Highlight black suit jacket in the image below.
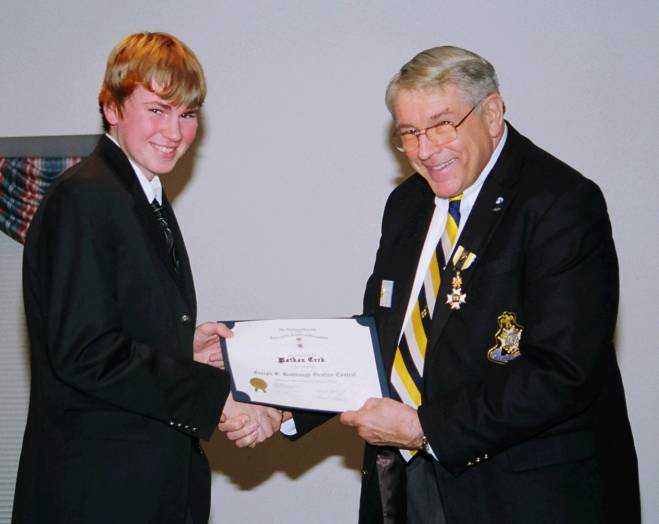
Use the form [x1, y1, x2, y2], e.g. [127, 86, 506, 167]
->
[295, 125, 640, 523]
[13, 137, 230, 524]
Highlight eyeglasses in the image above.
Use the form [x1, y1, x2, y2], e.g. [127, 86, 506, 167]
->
[393, 100, 482, 153]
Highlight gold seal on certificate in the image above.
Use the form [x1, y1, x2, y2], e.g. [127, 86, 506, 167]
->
[220, 317, 388, 413]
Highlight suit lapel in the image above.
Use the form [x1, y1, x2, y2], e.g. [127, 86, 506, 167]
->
[96, 137, 195, 310]
[161, 194, 197, 315]
[426, 125, 523, 355]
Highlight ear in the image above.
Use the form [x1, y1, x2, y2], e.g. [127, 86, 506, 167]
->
[103, 101, 121, 127]
[482, 94, 505, 138]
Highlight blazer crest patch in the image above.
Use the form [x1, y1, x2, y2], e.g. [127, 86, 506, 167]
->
[487, 311, 523, 364]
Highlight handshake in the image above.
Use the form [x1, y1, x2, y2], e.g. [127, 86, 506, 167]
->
[193, 321, 291, 449]
[220, 394, 292, 448]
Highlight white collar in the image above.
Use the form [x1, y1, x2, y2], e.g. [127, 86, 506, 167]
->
[105, 133, 163, 205]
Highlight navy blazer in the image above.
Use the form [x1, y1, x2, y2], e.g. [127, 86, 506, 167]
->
[294, 125, 640, 524]
[13, 136, 230, 524]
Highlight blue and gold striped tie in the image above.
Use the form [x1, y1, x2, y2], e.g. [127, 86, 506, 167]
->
[390, 194, 462, 460]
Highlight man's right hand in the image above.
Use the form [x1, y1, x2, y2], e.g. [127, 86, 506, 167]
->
[219, 394, 283, 448]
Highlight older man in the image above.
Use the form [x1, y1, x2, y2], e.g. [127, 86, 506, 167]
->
[334, 46, 640, 523]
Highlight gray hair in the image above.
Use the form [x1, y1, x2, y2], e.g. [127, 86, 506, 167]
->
[385, 46, 500, 113]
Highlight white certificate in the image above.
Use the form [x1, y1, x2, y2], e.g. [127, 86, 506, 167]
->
[220, 317, 388, 413]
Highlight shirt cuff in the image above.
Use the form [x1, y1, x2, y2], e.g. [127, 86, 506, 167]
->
[280, 417, 297, 436]
[425, 439, 439, 460]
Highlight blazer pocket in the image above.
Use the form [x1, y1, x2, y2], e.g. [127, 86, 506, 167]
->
[475, 253, 523, 277]
[505, 431, 595, 472]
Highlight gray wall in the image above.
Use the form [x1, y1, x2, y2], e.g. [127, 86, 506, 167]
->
[1, 1, 657, 522]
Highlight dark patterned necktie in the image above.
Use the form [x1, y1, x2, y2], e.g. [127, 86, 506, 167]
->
[150, 199, 179, 272]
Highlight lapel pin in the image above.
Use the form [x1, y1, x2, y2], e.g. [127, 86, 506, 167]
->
[452, 246, 477, 271]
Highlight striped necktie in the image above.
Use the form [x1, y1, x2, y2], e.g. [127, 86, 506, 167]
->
[150, 199, 180, 272]
[390, 194, 462, 460]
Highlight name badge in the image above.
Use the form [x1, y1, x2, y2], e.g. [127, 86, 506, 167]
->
[379, 280, 394, 308]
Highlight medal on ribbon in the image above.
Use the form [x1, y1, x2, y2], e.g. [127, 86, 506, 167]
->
[446, 271, 467, 310]
[445, 246, 477, 310]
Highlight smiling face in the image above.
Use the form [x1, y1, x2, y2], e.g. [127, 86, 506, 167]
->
[392, 84, 505, 198]
[103, 85, 199, 180]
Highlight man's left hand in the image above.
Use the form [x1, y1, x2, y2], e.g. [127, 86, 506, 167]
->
[193, 322, 233, 369]
[340, 397, 424, 449]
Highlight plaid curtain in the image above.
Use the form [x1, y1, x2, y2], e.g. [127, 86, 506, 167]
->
[0, 156, 81, 244]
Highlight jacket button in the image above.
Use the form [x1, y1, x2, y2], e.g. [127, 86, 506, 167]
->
[466, 461, 474, 467]
[361, 469, 368, 477]
[192, 427, 198, 433]
[180, 314, 192, 325]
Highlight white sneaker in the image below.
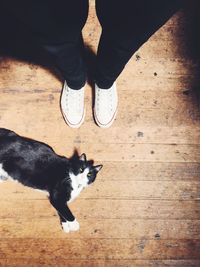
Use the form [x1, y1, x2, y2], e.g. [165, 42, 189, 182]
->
[94, 82, 118, 128]
[61, 81, 85, 128]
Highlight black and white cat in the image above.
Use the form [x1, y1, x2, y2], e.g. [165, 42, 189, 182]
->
[0, 128, 102, 233]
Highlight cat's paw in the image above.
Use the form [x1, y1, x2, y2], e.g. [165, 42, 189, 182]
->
[68, 219, 80, 232]
[62, 219, 80, 233]
[62, 222, 70, 233]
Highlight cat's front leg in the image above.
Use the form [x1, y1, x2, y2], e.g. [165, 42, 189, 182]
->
[59, 211, 80, 233]
[49, 194, 80, 233]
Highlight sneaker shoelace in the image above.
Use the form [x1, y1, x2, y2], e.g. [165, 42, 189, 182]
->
[65, 89, 84, 114]
[96, 88, 114, 114]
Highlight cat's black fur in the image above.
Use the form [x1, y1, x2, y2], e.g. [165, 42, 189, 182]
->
[0, 128, 102, 230]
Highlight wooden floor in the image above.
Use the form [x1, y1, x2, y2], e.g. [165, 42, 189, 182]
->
[0, 1, 200, 267]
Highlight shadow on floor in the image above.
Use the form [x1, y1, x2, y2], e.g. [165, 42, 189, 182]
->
[176, 0, 200, 108]
[0, 1, 199, 107]
[0, 4, 97, 87]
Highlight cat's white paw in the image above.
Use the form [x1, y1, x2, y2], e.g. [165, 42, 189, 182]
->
[68, 219, 80, 231]
[62, 222, 70, 233]
[62, 219, 80, 233]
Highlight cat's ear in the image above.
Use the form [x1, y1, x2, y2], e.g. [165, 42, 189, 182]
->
[94, 165, 103, 172]
[79, 153, 87, 162]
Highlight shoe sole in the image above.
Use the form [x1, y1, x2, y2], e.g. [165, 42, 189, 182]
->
[61, 107, 86, 128]
[93, 108, 117, 128]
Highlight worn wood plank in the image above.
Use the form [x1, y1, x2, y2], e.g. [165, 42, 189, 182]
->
[0, 198, 199, 220]
[0, 86, 199, 111]
[0, 238, 199, 260]
[96, 162, 200, 181]
[0, 87, 197, 110]
[0, 218, 200, 240]
[29, 126, 200, 145]
[77, 143, 200, 163]
[0, 259, 200, 267]
[0, 89, 200, 132]
[78, 180, 200, 200]
[0, 88, 199, 133]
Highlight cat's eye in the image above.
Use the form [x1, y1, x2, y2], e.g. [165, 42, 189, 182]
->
[79, 168, 84, 173]
[87, 173, 91, 177]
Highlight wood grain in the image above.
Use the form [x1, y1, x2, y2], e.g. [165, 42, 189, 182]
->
[0, 218, 200, 239]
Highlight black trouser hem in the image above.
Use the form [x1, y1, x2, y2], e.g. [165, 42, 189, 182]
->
[95, 79, 114, 89]
[66, 78, 86, 90]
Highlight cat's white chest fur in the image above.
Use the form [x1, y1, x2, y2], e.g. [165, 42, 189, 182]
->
[68, 168, 89, 203]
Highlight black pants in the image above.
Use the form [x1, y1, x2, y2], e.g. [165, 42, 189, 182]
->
[5, 0, 182, 89]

What to work on
Write out exactly the lines above, from the very first through the line containing "Highlight blue and", both kept, with the pictures removed.

Your response
Highlight black suit jacket in the image below.
Use the form [x1, y1, x2, y2], e.g. [127, 86, 506, 167]
->
[295, 125, 640, 523]
[13, 137, 230, 524]
Highlight eyeglasses in the image above.
Use the form [x1, y1, x2, y2], e.g. [127, 86, 506, 167]
->
[393, 100, 482, 153]
Highlight gold seal on certificate in the image above.
Use the form [x1, y1, x2, y2], e.g. [127, 86, 506, 167]
->
[220, 317, 388, 413]
Highlight suit lapel in the image above.
Use the form [x1, y1, x2, y2], e.g. [127, 86, 506, 167]
->
[96, 137, 195, 310]
[161, 194, 197, 315]
[426, 125, 523, 355]
Highlight ear in the image above.
Use the form [x1, y1, x2, y2], e.g. [127, 86, 506, 167]
->
[103, 101, 121, 127]
[482, 94, 505, 138]
Highlight blazer crest patch in the image above.
Use the form [x1, y1, x2, y2], e.g. [127, 86, 506, 167]
->
[487, 311, 523, 364]
Highlight handshake in the image above.
Use the form [x1, y1, x2, y2], e.g. [127, 86, 506, 167]
->
[193, 321, 291, 449]
[220, 394, 292, 448]
Highlight white collar in the image above.
Use the form [x1, y1, x2, y2], e.g. [127, 86, 506, 167]
->
[105, 133, 163, 205]
Highlight navy blazer in the image above.
Use the form [x1, y1, x2, y2], e.g. [127, 86, 506, 167]
->
[294, 125, 640, 524]
[13, 136, 230, 524]
Highlight blue and gold striped tie in the image above.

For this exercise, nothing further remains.